### Records to use
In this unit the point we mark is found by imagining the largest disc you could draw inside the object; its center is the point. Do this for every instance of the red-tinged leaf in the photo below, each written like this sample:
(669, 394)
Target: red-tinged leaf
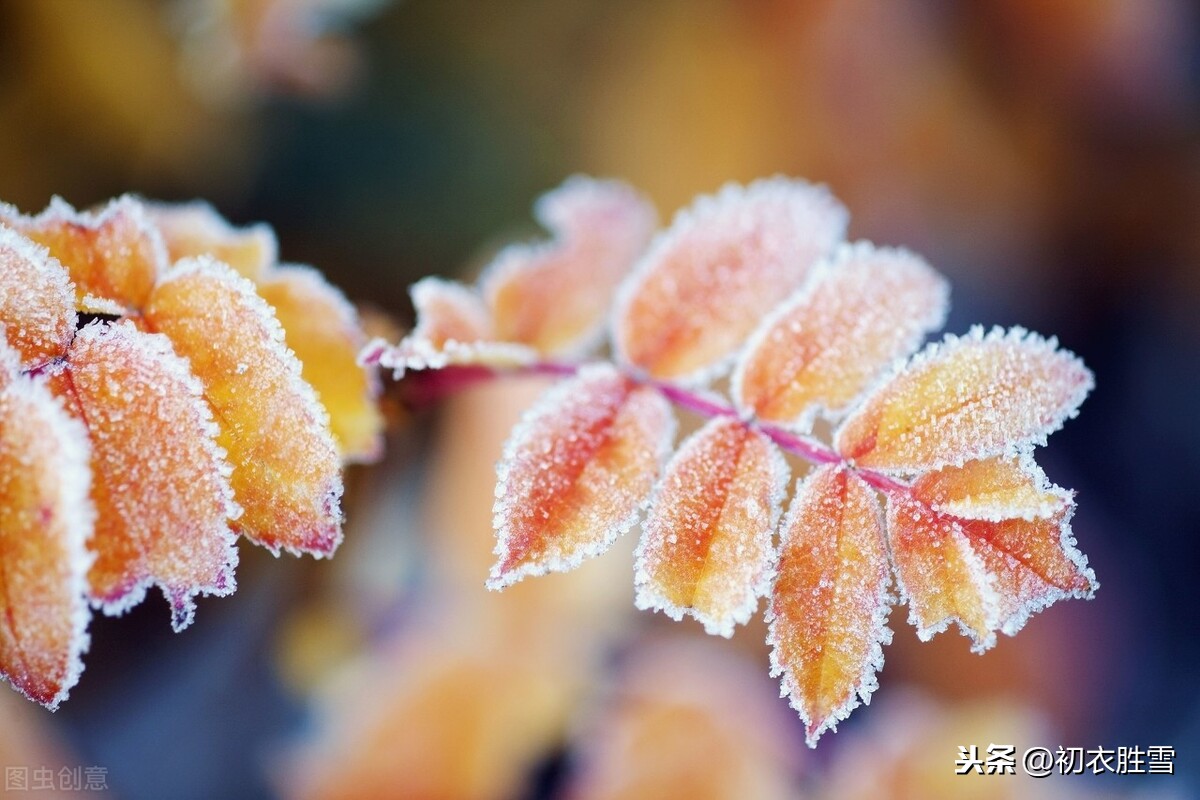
(454, 328)
(46, 517)
(1000, 572)
(829, 605)
(161, 485)
(708, 280)
(966, 398)
(823, 347)
(323, 330)
(576, 473)
(191, 229)
(286, 469)
(1035, 561)
(993, 488)
(555, 296)
(113, 256)
(36, 300)
(941, 576)
(706, 547)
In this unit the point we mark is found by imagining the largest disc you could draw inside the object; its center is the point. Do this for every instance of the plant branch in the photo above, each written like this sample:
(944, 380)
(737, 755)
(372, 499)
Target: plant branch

### Set problem
Rewrite all of the items above, changing "disc" to "circle" and keeping everything else the same. Omit the pictures from your answer.

### Written answer
In this unit the point we mark is found by imagining the largest circle you could draw inside the object; its center is the point. Do this for every instance of the red-tinged leaf in the photo below, each written like this sample:
(669, 394)
Target: red-tinged leaf
(454, 328)
(46, 517)
(1000, 572)
(829, 605)
(161, 485)
(708, 280)
(966, 398)
(823, 347)
(323, 330)
(576, 473)
(191, 229)
(286, 469)
(1035, 561)
(993, 488)
(555, 296)
(113, 256)
(36, 300)
(941, 576)
(706, 547)
In this unit the point we mark is found by imagining the largest circle you could draw inside the object; its center is the point. Do this for every instance of the plant branch in the photo above, each written like this sample:
(944, 380)
(737, 755)
(372, 499)
Target: plant branch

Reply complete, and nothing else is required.